PASSAGE FOR REVIEW below:
Over the past few weeks, there has been a veritable flood of news articles and OP-ED pieces bemoaning the impending, and seemingly inevitable, demise of Sears.
For someone who grew up when the Sears catalogue and the yellow pages were indispensable resources this has made me a bit nostalgic for those “good old days”. And don’t even get me started on the excitement generated between me and my siblings when the Christmas “Wish Book” showed up in the mail once a year.
Yes, this was back at the dawn of time, before the Internet, smart phones, PCs (gasp), and even before shopping malls. We had three local TV channels and a black and white Philco to watch them on, so the Sears catalogue was entertainment. The family took turns leafing through the (soon to be dog eared) pages of the catalogue, hoping and dreaming, and ultimately picking out few items, e.g. back to school clothes that fell within that year’s budget. Mom would take care of the essential items like socks and underwear, while we would get to choose a couple of shirts and a few pairs of pants. We did not worry so much about size, fit or fashion in those days, close was good enough. The nearest thing to a “designer brand” we had was Levi’s.
After consolidating the requests from all the kids, my mom would proceed to process the “order”. This meant going to the local bank branch to get enough cash to buy a money order, then going to the post office, conveniently located in the same building as the town’s only bank, then posting the order off to Sears. Several days later, a red card would show up in your post office box (no home delivery for in-town addresses in those days). If you were the kid fortunate enough to check the box that day, you took the card around to the counter and someone from the post office staff went into the “backroom” to dig out your package from Sears that was nested among several other packages from Sears bound for other local families.
End of PASSAGE FOR REVIEW.
SUPPLIED DATA below:
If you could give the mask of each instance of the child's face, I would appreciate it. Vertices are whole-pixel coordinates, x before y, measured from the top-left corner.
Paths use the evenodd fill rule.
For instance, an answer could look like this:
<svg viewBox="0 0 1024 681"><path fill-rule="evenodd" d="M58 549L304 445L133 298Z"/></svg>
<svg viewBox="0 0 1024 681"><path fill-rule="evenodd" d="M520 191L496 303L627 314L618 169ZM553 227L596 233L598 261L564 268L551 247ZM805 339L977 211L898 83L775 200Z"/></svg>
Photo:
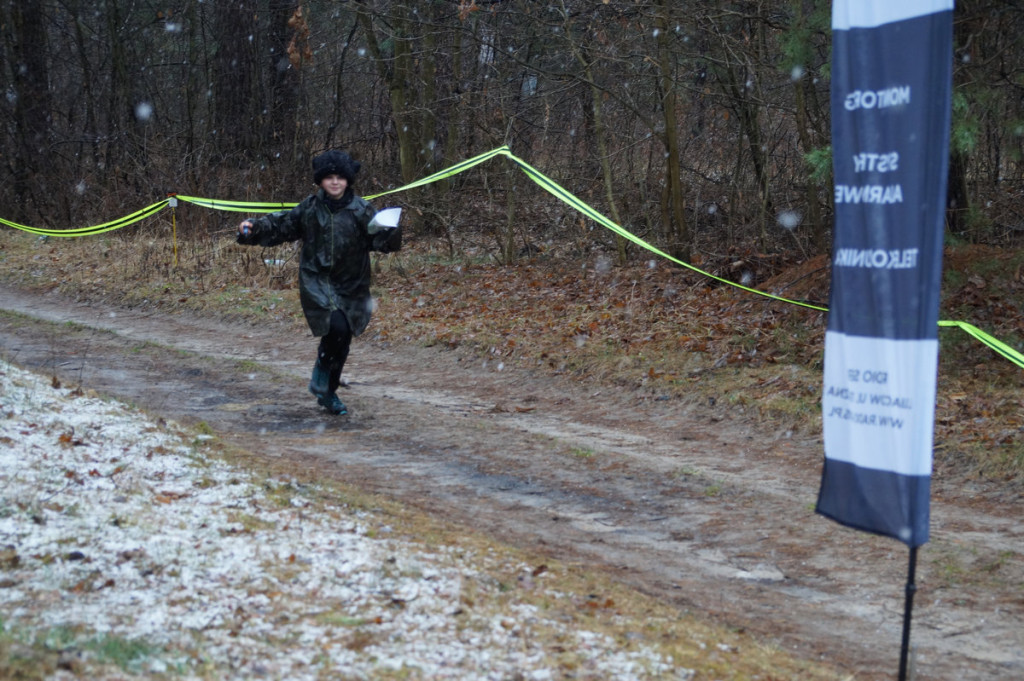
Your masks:
<svg viewBox="0 0 1024 681"><path fill-rule="evenodd" d="M331 173L321 180L321 186L327 191L327 196L341 199L341 195L345 194L345 188L348 186L348 180L337 173Z"/></svg>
End of SUPPLIED DATA.
* _APPLY WHAT YOU READ_:
- A) Transcribe everything in the Sears catalogue memoir from "Yes, this was" down to "had was Levi’s.".
- B) Pick up the Sears catalogue memoir after its last sentence and keep it going.

* _RESPONSES FOR EACH TASK_:
- A)
Yes, this was back at the dawn of time, before the Internet, smart phones, PCs (gasp), and even before shopping malls. We had three local TV channels and a black and white Philco to watch them on, so the Sears catalogue was entertainment. The family took turns leafing through the (soon to be dog eared) pages of the catalogue, hoping and dreaming, and ultimately picking out few items, e.g. back to school clothes that fell within that year’s budget. Mom would take care of the essential items like socks and underwear, while we would get to choose a couple of shirts and a few pairs of pants. We did not worry so much about size, fit or fashion in those days, close was good enough. The nearest thing to a “designer brand” we had was Levi’s.

- B)
While this process may appear to be archaic by today’s standards, it all worked remarkable well for many years. True, there were not a lot of other options, but I think another important element was trust. We trusted the local bank and post office, as well as the folks working at both. After all, these were widely respected institutions and we knew the people personally. They all lived in the local area - no one had 90 minute commutes in those days. And we trusted Sears. They had become a part of the national fabric and we knew that if we had any problems, we could contact Sears and they would make it right.
As mentioned above, there has been much written about what happened to Sears and what has them teetering on the brink of bankruptcy. When you boil all that analysis away, I think you will find underneath it all a trust issue associate with the Sears brand. The retail industry changed, Sears got distracted trying to figure out its role in that new landscape and lost the very elements that made it a brand we trusted.
They tried to expand their footprint with acquisitions, did not invest in their stores, failed to understand what was driving the changes in the market and responded to decline of the brand by cutting costs, sacrificing the quality of their products and failing to maintain the customer service levels that had made them a preferred retailer. (In the trust department, it doesn’t help that their subsidiary, Kmart, recently announced a second major data breach in two years.)
We clearly live in a different place and time than I did as a child. We certainly have a lot more convenience and choice than we did in the past, but that convenience and choice comes at a cost. Our laptops, tablets, smartphones and ubiquitous connectivity to the Internet allows us to bank while on an airplane, order from Amazon while standing in line at the supermarket and FaceTime with family across the country. However, these same devices are a pipeline connecting us to alt news, fake reviews, and more while creating a bevy of issues around privacy and data security.
A recent item published by Credit Cards.com estimated that more than 94 million Americans currently store their payment card information online. Compare that with data gathered by CNBC on the cost of identity theft and it would seem that almost 20% of the population who store card data online are at significant risk. Presumably they are most interested in personal convenience and lack awareness and/or concern about the well-publicized issues related to on-line security and data breeches. It is not beyond the realm of possibility, I suppose, to wonder if they know what “stored online” means.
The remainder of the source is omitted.